- _What to do_: Express as a JSON list of strings, one per line with blank lines omitted, only the records from the line containing "In the photo above, where exactly is the white high-rise" through the end of the records.

━━━━━━━━━━━━━━━━━━━━━━━━━━━━━━

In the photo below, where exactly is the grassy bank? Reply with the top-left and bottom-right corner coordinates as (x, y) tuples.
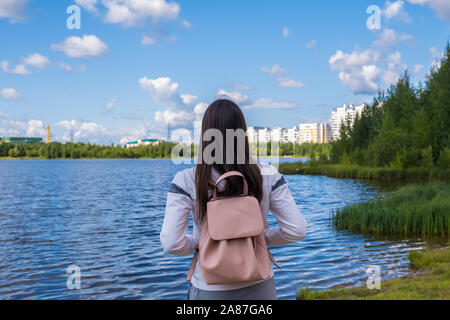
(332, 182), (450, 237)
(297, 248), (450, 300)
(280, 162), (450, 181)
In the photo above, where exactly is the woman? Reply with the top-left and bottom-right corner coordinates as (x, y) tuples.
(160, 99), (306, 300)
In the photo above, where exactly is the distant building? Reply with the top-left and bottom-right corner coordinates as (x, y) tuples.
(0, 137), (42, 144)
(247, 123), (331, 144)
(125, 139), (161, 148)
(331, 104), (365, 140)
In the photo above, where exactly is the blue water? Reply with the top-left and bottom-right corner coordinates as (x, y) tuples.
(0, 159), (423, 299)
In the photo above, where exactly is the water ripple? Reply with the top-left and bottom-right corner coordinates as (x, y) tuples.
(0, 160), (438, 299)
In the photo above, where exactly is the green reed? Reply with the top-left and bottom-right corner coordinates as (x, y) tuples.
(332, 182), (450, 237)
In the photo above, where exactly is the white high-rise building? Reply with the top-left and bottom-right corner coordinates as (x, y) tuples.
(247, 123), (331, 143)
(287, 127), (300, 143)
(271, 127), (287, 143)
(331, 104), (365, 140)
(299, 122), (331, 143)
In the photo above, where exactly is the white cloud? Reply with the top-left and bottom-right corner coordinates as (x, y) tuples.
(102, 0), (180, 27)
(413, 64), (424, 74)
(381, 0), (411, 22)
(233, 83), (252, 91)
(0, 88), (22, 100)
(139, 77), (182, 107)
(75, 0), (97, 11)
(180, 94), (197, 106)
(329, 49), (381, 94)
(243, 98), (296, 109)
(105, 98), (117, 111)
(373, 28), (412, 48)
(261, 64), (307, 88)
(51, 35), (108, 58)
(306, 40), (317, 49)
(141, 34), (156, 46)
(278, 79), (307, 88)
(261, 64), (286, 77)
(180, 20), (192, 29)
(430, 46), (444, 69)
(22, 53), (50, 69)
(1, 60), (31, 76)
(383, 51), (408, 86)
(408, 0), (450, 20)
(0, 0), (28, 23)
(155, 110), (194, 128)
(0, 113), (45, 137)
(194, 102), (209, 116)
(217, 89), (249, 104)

━━━━━━━━━━━━━━━━━━━━━━━━━━━━━━

- _Output_:
[
  "In the photo above, where exactly is the white high-rise building? Reply with the top-left and bottom-right corner coordinates as (x, y) tuples.",
  "(247, 123), (331, 143)",
  "(287, 127), (300, 143)",
  "(271, 127), (287, 143)",
  "(331, 104), (365, 140)",
  "(299, 122), (331, 143)",
  "In the photo above, where exactly is the white cloud? Reply with the top-left and bottom-right corner coordinates as (x, y) tuples.",
  "(102, 0), (180, 27)",
  "(413, 64), (424, 74)",
  "(381, 0), (411, 22)",
  "(233, 83), (252, 91)",
  "(0, 88), (22, 100)",
  "(139, 77), (182, 107)",
  "(75, 0), (97, 11)",
  "(180, 94), (197, 106)",
  "(329, 49), (381, 94)",
  "(243, 98), (296, 109)",
  "(105, 98), (117, 111)",
  "(373, 28), (412, 48)",
  "(261, 64), (307, 88)",
  "(51, 35), (108, 58)",
  "(306, 40), (317, 49)",
  "(141, 34), (156, 46)",
  "(278, 79), (307, 88)",
  "(261, 64), (286, 77)",
  "(180, 20), (192, 29)",
  "(430, 46), (444, 69)",
  "(22, 53), (50, 69)",
  "(1, 60), (31, 76)",
  "(383, 51), (408, 86)",
  "(408, 0), (450, 20)",
  "(0, 0), (28, 23)",
  "(155, 110), (194, 128)",
  "(0, 113), (45, 137)",
  "(194, 102), (209, 116)",
  "(217, 89), (249, 104)"
]